TEXT SECTION START

I wasn't much better myself growing up. I was hard on my teachers, what we call now "high maintenance." If you allowed me, I acted like a class clown. When I didn't get me attention needs met, I acted out in sarcastic, rude ways. I wasn't terribly nice to other kids, unless you were popular. I'm sure my teachers made judgments then about my parents, but they didn't know what happened between closed doors. There was plenty of love. My mom sent her best to school each day, a kid with not just a notion of college, but with a reality that college was my future. A kid who knew how to behave around adults (shaking the hands of bank presidents and meeting countless friends of friends had its advantages) but didn't quite have a shut-off button. The kid whose mom continued to encourage even when he thought he'd never have a girlfriends, or that his sports writing career was over because I had moved high schools. A mom who didn't sugarcoat life by making excuses for my behavior. A mom who taught me it was okay to cry, more important to listen, and that family would always have my back. Although the blogs I have written have sometimes put some undue spotlight on my mom, I would have not been able to pull myself out of the deep self-hate I had before I met my future wife.

We've had some ups and downs behind the door of house Cordova. A hyper active boy who just recently threw his X-box controller at the wall in the basement causing a hole in the wall (thank you, Madden 15), but who just made the B honor roll in 5ht grade (all A's except for Language Arts). There's Milly who cries each morning because her top doesn't match her pants or because she thinks she's dressing for a ball gown every morning (I think she could be in a dress and stockings for 24 hours). This past week at her soccer game, I yelled from the sideline to her to stop kicking the ball up the middle (she's a goalie). She looked at me from across the field, that stunned look on her face, holding the ball in the air.

Where do I kick it then?

Not in the middle!

The sideline parents had a laugh on that one. The tone of the way I said it cannot be explained in the sentence in type, but it was one of those daddy/daughter moments that will probably become the nexus of some future sad bastard poem of my daughter's. I remember having similar moments with Lisa back when she was playing softball, when I envisioned my expectation onto her ability as a player. This is your chance to succeed, I'd always think, as if I could shake winning out of her like a bully shakes out coins from a kid hanging upside down. While Lisa and I had several car travel moments where we hashed out life, I had many times where I couldn't hold my tongue, and the criticism of my expectation reared its ugly head.

TEXT SECTION END

ASSIGNMENT:
Pick up the personal essay about growing up and parenting after its last sentence and keep writing it in the same first-person voice.

RECORDS PROVIDED START

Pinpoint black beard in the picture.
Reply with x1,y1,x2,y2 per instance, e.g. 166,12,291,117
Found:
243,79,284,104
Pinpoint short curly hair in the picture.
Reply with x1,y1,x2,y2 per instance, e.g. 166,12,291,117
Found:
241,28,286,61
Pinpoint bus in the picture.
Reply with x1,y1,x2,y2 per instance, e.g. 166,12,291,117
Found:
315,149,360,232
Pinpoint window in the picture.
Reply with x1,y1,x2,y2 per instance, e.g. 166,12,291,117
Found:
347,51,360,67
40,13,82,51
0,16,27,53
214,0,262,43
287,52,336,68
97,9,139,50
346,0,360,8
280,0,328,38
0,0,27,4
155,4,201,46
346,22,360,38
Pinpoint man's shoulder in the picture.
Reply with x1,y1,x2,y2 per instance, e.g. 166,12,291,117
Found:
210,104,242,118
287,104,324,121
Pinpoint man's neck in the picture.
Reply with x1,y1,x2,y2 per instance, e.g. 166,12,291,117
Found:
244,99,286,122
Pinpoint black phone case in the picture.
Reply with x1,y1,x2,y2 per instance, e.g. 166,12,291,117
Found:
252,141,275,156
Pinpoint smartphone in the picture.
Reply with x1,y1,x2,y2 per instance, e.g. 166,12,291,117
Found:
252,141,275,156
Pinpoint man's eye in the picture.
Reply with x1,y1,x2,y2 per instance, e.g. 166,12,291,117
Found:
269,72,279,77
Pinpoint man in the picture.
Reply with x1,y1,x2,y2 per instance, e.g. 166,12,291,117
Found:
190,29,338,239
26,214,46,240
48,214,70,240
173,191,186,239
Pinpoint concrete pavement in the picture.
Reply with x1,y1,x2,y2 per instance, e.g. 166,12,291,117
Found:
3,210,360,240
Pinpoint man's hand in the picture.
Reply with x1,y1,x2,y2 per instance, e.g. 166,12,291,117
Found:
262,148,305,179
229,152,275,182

RECORDS PROVIDED END

RESPONSE TO THIS TASK:
And while I was folding towels in my bedroom, standing in front of my daughter, it became apparent that my parenting skills that were preached on Sunday needed a lesson in application. One of the talking points about the sermon was to allow space in our hearts big enough to listen to what your children have to say. So God spoke to me through her tears.

Daddy you don't help me with my homework.
I don't get to snuggle with you but Cruz always gets to.
You're just being mean.

And while the details of her pleas become lost in the small details of our lives, the one thing that is clear, it's much more than a dollar. She wants my time, my love. She wants her daddy. Before share group I sat on the couch with her and snuggled like it was the first time home from the hospital. Just a baby with arms too small to hug me back, but just little enough to wield a tiny hand and grasp my finger.

The idea of parenting is so much cleaner and easier than the reality. The nights when they are sick and you're cleaning up vomit from your sheets. The twinge of frustration when I get  call from one of their schools. The times when you can't answer your college-age daughter's text without going into a mini-sermon. Times when your son has a tantrum in front of your friends.

Oh, but to experience the love from each breath they breathe. Earlier today my little one was dancing in the kitchen to a "Royal." She's oblivious to my watchful eyes, the smirk I'm giving as she shakes and twirls and pop-star preens in front of an invisible audience. She's my queen bee, that's for sure.